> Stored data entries
------

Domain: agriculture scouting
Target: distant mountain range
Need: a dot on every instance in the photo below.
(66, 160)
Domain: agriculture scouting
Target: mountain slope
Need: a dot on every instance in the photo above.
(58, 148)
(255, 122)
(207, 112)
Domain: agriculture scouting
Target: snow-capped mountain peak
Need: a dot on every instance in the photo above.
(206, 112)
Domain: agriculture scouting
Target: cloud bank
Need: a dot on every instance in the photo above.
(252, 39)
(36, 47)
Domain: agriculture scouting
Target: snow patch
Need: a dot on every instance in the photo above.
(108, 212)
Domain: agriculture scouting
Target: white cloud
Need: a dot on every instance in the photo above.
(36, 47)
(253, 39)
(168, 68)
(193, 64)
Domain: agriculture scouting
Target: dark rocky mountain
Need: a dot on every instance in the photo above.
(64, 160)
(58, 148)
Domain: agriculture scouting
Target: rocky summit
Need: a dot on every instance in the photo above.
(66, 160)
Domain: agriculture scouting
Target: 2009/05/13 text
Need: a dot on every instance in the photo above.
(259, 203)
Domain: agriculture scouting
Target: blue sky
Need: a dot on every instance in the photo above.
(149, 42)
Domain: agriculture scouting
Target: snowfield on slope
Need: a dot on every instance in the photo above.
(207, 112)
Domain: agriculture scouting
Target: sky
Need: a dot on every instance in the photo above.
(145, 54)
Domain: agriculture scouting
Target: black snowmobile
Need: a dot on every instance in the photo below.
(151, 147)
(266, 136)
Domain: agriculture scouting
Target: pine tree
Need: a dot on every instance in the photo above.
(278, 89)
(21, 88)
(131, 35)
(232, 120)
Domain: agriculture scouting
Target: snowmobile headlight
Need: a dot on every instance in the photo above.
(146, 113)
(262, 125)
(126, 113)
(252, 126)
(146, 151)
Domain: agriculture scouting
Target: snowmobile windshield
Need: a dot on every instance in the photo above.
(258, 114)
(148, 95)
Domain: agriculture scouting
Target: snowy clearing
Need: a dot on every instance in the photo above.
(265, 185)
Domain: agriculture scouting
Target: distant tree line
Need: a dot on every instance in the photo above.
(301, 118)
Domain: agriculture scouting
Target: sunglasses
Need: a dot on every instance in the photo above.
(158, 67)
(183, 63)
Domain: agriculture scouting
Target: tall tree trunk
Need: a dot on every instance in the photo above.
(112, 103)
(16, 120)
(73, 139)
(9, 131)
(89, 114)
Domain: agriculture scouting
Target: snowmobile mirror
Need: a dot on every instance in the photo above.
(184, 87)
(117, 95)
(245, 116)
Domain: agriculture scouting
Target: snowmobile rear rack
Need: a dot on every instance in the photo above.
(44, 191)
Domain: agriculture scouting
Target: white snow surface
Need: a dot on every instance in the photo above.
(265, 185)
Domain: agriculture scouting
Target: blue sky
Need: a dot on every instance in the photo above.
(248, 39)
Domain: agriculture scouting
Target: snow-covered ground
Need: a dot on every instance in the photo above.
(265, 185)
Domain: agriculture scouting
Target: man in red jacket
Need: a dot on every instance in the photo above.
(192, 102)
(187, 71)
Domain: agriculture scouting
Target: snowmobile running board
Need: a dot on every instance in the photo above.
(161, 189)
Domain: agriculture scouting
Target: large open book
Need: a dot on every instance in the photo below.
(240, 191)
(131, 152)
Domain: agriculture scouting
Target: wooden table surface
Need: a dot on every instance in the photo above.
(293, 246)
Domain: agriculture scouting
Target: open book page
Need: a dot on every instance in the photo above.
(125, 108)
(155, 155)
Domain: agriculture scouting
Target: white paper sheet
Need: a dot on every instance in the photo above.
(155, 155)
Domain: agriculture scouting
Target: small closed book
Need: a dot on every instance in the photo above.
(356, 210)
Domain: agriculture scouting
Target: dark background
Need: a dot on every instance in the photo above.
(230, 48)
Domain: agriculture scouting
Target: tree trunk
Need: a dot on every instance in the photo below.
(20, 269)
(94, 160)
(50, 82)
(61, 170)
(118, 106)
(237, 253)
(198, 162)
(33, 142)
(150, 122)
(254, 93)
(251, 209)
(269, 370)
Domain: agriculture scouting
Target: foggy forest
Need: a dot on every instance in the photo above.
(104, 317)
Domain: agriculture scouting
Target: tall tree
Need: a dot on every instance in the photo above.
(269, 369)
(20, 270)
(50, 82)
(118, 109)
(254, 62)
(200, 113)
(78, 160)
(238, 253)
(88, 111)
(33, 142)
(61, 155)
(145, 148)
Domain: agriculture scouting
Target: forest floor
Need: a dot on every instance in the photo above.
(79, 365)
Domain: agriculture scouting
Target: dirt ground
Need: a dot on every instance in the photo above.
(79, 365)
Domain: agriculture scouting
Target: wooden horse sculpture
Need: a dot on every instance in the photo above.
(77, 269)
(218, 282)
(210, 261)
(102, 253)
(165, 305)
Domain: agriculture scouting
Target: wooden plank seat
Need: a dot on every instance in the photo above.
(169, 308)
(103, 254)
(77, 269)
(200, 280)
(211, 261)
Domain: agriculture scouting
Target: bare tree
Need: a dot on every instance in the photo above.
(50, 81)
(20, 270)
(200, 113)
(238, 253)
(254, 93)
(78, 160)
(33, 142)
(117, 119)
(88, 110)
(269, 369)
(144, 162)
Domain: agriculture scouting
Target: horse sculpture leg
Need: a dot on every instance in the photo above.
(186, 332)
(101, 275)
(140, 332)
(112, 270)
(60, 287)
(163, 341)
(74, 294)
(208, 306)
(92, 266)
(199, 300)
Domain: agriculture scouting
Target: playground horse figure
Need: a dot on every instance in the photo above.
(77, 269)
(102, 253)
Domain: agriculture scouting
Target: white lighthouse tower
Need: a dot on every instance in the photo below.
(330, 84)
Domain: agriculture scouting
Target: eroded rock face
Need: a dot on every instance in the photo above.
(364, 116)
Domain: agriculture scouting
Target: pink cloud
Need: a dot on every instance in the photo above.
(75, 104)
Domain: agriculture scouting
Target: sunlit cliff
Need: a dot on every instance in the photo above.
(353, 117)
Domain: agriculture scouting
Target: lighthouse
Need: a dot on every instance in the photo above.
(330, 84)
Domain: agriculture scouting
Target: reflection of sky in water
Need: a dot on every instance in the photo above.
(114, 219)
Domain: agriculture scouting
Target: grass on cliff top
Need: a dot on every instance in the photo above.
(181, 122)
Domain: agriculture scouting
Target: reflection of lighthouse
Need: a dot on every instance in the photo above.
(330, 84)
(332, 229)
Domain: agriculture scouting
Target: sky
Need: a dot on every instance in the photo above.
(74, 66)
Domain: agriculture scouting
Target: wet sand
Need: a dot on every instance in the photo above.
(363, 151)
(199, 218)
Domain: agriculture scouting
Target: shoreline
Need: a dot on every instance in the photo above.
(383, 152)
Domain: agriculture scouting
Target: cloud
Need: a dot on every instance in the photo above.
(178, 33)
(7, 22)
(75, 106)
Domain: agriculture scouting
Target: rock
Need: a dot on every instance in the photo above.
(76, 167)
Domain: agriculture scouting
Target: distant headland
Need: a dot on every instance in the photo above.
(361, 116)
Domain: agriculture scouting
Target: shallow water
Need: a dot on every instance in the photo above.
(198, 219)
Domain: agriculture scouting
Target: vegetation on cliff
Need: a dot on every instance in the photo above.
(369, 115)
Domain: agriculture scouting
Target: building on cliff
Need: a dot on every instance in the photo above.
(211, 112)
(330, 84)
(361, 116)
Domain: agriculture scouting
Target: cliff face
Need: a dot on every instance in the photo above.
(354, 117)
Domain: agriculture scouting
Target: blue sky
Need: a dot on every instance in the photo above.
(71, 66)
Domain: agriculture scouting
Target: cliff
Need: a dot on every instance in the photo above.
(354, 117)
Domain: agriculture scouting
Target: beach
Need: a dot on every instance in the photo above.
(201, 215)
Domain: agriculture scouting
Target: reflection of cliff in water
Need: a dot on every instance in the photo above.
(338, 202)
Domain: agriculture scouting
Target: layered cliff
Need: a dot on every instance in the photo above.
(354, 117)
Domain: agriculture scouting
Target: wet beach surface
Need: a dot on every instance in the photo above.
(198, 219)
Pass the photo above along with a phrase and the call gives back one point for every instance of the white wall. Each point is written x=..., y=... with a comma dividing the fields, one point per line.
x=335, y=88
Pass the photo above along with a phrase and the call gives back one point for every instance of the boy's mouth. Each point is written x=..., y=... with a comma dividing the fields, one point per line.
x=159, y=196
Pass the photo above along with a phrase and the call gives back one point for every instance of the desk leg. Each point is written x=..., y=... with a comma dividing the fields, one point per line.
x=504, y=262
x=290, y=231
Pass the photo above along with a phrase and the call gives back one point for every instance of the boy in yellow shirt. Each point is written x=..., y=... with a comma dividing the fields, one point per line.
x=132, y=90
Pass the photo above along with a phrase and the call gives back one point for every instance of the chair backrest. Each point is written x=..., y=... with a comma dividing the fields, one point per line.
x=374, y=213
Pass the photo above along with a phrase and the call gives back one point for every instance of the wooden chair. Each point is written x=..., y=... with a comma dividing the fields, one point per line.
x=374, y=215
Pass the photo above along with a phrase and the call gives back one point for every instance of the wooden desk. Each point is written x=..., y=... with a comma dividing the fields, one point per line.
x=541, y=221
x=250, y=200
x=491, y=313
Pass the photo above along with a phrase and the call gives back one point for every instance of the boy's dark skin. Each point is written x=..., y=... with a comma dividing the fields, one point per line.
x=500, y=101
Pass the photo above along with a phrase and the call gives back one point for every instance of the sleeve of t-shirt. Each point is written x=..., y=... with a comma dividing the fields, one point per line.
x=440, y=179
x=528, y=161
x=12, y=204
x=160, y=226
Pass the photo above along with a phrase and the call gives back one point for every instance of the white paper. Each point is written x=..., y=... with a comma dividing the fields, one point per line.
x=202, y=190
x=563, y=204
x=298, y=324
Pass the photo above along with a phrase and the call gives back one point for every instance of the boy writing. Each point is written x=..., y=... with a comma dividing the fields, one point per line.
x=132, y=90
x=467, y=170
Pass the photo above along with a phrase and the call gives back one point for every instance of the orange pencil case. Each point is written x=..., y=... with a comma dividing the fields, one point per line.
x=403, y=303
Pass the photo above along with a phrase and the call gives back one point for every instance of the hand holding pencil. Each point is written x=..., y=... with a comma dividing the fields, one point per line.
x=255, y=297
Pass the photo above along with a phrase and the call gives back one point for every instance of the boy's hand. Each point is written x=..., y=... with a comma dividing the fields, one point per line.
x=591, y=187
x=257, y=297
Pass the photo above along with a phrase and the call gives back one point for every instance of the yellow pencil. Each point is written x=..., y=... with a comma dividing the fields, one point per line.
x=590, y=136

------

> WHAT YOU SHOULD DO
Pull every line containing "lighthouse" out of the records.

> REPLY
Target: white lighthouse tower
Target: lighthouse
Target: reflection of lighthouse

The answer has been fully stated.